Dataset:
__________
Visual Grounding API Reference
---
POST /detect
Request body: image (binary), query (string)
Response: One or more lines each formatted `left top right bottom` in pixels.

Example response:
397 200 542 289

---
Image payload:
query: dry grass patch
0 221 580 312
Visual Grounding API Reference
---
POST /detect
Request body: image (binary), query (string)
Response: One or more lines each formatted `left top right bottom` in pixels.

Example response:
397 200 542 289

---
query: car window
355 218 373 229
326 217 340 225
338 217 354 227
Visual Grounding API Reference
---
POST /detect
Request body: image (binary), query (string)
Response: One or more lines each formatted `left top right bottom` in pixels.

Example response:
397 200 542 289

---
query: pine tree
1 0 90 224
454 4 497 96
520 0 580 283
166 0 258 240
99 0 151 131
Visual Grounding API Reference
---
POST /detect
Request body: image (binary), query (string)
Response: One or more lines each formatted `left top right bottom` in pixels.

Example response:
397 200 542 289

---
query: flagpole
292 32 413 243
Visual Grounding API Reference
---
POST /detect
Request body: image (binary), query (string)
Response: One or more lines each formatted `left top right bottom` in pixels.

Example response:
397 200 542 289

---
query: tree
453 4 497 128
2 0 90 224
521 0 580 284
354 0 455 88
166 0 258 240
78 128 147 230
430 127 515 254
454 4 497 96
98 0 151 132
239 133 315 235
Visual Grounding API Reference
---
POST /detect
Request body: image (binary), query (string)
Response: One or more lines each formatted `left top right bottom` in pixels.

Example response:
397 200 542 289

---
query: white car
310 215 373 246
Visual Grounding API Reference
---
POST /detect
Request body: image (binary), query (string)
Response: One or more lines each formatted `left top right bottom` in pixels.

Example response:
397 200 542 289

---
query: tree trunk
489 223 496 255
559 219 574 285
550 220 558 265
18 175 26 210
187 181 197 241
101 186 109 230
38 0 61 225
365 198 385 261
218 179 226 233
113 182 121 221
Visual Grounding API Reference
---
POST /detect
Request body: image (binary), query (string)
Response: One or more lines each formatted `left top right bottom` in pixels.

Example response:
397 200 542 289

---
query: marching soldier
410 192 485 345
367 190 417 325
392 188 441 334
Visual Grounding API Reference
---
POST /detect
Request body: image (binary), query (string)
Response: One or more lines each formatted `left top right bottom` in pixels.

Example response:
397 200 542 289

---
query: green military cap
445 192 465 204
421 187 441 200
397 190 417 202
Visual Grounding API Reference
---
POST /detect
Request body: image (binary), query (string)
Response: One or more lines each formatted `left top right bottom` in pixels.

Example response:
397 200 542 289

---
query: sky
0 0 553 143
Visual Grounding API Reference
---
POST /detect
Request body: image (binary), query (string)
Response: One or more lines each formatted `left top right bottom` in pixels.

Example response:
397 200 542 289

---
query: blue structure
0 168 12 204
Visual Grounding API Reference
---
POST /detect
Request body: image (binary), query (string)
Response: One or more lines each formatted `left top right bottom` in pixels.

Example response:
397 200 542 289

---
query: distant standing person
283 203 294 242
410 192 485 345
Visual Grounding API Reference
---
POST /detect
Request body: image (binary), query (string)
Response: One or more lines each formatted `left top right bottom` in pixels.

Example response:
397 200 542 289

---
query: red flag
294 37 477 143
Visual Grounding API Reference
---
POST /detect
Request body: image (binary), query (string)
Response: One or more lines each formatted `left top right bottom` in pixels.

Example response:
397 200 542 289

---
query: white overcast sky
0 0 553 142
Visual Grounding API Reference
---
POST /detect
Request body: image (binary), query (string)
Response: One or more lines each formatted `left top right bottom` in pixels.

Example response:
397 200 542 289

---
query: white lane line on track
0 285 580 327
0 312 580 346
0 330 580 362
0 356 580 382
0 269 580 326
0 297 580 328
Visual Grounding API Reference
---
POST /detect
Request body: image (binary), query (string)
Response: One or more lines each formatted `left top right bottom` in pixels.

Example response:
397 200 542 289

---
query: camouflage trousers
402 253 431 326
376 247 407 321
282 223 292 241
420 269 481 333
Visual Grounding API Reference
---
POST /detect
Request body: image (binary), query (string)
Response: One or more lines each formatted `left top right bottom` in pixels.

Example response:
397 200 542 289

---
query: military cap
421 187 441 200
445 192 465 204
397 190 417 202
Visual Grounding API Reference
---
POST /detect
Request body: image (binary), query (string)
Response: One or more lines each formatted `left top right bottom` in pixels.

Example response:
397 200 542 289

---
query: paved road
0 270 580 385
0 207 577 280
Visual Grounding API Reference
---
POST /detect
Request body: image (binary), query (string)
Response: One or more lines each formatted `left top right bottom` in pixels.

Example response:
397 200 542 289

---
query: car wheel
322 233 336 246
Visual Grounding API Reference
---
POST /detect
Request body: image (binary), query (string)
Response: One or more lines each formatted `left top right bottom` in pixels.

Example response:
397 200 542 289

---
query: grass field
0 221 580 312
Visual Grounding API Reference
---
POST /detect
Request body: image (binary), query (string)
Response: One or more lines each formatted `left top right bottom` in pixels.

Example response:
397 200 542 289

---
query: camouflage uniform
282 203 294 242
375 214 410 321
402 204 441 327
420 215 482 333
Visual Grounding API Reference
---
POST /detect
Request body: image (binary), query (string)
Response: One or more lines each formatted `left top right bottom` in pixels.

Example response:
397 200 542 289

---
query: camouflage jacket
__________
The exercise:
Rewrite every line of the rows above as a JSON list of strings, with one string per line and blank lines omitted.

Task solution:
[
  "Visual Grounding API Reference",
  "---",
  "POST /detect",
  "Request body: image (binary), query (string)",
  "Response: One or more lines each formatted `left top right bottom` in pixels.",
  "Example response:",
  "397 200 542 289",
  "---",
  "Image payload:",
  "query: dry grass patch",
  "0 221 580 312",
  "Visual Grounding API Reference",
  "---",
  "POST /detect",
  "Request body: image (binary), query (string)",
  "Response: One or more lines each formatted `left top right bottom` in pixels.",
  "Example response:",
  "397 200 542 289",
  "---",
  "query: car window",
  "355 218 373 229",
  "326 217 340 225",
  "338 217 354 227",
  "Visual Grounding API Reference",
  "---",
  "POST /detect",
  "Request body: image (binary), query (string)",
  "Response: One or more lines each formatted `left top right bottom` in pixels.",
  "Example response:",
  "397 200 542 289",
  "---",
  "query: pine tree",
  "1 0 90 224",
  "454 4 497 96",
  "520 0 580 283",
  "166 0 258 240",
  "99 0 151 131",
  "Visual Grounding API Reference",
  "---",
  "POST /detect",
  "Request body: image (binary), query (string)",
  "Response: One or more lines each formatted `left top right bottom` in pixels.",
  "Example response:",
  "397 200 542 289",
  "---",
  "query: flagpole",
  "292 32 413 243",
  "Visual Grounding API Reference",
  "---",
  "POST /detect",
  "Request body: image (binary), query (string)",
  "Response: One or more lines each formatted `left top right bottom` in pixels.",
  "Example response:",
  "397 200 542 289",
  "---",
  "query: tree",
  "453 4 497 128",
  "2 0 90 224",
  "521 0 580 284",
  "354 0 455 88",
  "166 0 258 240",
  "78 128 147 230",
  "430 127 515 254",
  "454 4 497 96",
  "98 0 151 132",
  "239 133 315 235",
  "Visual Grounding API Reference",
  "---",
  "POST /detect",
  "Request body: image (binary), query (string)",
  "Response: One or more lines each formatted `left top right bottom` in pixels.",
  "Example response:",
  "397 200 542 289",
  "---",
  "query: white car",
  "310 215 373 246",
  "Visual Grounding API Reference",
  "---",
  "POST /detect",
  "Request body: image (binary), query (string)",
  "Response: One or more lines each formatted `left top right bottom` in pixels.",
  "Example response:",
  "397 200 542 289",
  "---",
  "query: tree trunk",
  "489 223 496 255",
  "559 219 574 285",
  "550 220 558 265",
  "18 175 26 210",
  "187 181 197 241",
  "101 186 109 230",
  "38 0 61 225",
  "365 198 385 261",
  "218 179 226 233",
  "113 182 121 221",
  "Visual Grounding API Reference",
  "---",
  "POST /detect",
  "Request body: image (binary), query (string)",
  "Response: One or more lines each formatted `left top right bottom` in pixels.",
  "Example response:",
  "397 200 542 289",
  "---",
  "query: marching soldier",
  "410 192 485 345",
  "367 190 417 325",
  "392 188 441 334",
  "Visual Grounding API Reference",
  "---",
  "POST /detect",
  "Request body: image (binary), query (string)",
  "Response: One or more lines each formatted `left top right bottom` in pixels.",
  "Example response:",
  "397 200 542 289",
  "---",
  "query: green military cap",
  "445 192 465 204",
  "421 187 441 200",
  "397 190 417 202",
  "Visual Grounding API Reference",
  "---",
  "POST /detect",
  "Request body: image (binary), query (string)",
  "Response: One or more lines each formatted `left top right bottom` in pixels.",
  "Example response:",
  "397 200 542 289",
  "---",
  "query: sky",
  "0 0 553 143",
  "Visual Grounding API Reference",
  "---",
  "POST /detect",
  "Request body: image (binary), query (string)",
  "Response: One or more lines each formatted `left top right bottom` in pixels.",
  "Example response:",
  "397 200 542 289",
  "---",
  "query: blue structure",
  "0 168 12 204",
  "Visual Grounding API Reference",
  "---",
  "POST /detect",
  "Request body: image (binary), query (string)",
  "Response: One or more lines each formatted `left top right bottom` in pixels.",
  "Example response:",
  "397 200 542 289",
  "---",
  "query: distant standing person",
  "283 203 294 242",
  "410 192 485 345",
  "Visual Grounding API Reference",
  "---",
  "POST /detect",
  "Request body: image (binary), query (string)",
  "Response: One or more lines each formatted `left top right bottom` in pixels.",
  "Example response:",
  "397 200 542 289",
  "---",
  "query: red flag",
  "294 37 477 143",
  "Visual Grounding API Reference",
  "---",
  "POST /detect",
  "Request body: image (binary), query (string)",
  "Response: One or more lines each formatted `left top right bottom` in pixels.",
  "Example response:",
  "397 200 542 289",
  "---",
  "query: white overcast sky",
  "0 0 553 142",
  "Visual Grounding API Reference",
  "---",
  "POST /detect",
  "Request body: image (binary), query (string)",
  "Response: One or more lines each formatted `left top right bottom` in pixels.",
  "Example response:",
  "397 200 542 289",
  "---",
  "query: white lane line on track",
  "0 285 580 327",
  "0 312 580 346",
  "0 330 580 362",
  "0 356 580 382",
  "0 269 580 326",
  "0 297 580 328",
  "Visual Grounding API Reference",
  "---",
  "POST /detect",
  "Request body: image (binary), query (string)",
  "Response: One or more lines each formatted `left top right bottom` in pixels.",
  "Example response:",
  "397 200 542 289",
  "---",
  "query: camouflage trousers",
  "402 253 431 326",
  "376 247 407 321",
  "282 223 292 241",
  "420 269 481 333",
  "Visual Grounding API Reference",
  "---",
  "POST /detect",
  "Request body: image (binary), query (string)",
  "Response: One or more lines each formatted `left top right bottom` in pixels.",
  "Example response:",
  "397 200 542 289",
  "---",
  "query: military cap",
  "421 187 441 200",
  "445 192 465 204",
  "397 190 417 202",
  "Visual Grounding API Reference",
  "---",
  "POST /detect",
  "Request body: image (binary), query (string)",
  "Response: One or more lines each formatted `left top right bottom` in pixels.",
  "Example response:",
  "397 200 542 289",
  "---",
  "query: paved road",
  "0 270 580 385",
  "0 207 577 280",
  "Visual Grounding API Reference",
  "---",
  "POST /detect",
  "Request body: image (binary), query (string)",
  "Response: One or more lines each formatted `left top right bottom` in pixels.",
  "Example response:",
  "397 200 542 289",
  "---",
  "query: car wheel",
  "322 233 336 246",
  "Visual Grounding API Reference",
  "---",
  "POST /detect",
  "Request body: image (binary), query (string)",
  "Response: One or more lines each formatted `left top right bottom` in pixels.",
  "Example response:",
  "397 200 542 289",
  "---",
  "query: grass field",
  "0 221 580 312",
  "Visual Grounding API Reference",
  "---",
  "POST /detect",
  "Request body: image (binary), query (string)",
  "Response: One or more lines each formatted `left top right bottom` in pixels.",
  "Example response:",
  "397 200 542 289",
  "---",
  "query: camouflage uniform",
  "282 203 294 242",
  "375 214 410 321",
  "402 204 441 327",
  "420 215 482 333",
  "Visual Grounding API Reference",
  "---",
  "POST /detect",
  "Request body: image (binary), query (string)",
  "Response: One or more lines each formatted `left top right bottom` in pixels.",
  "Example response:",
  "397 200 542 289",
  "---",
  "query: camouflage jacket"
]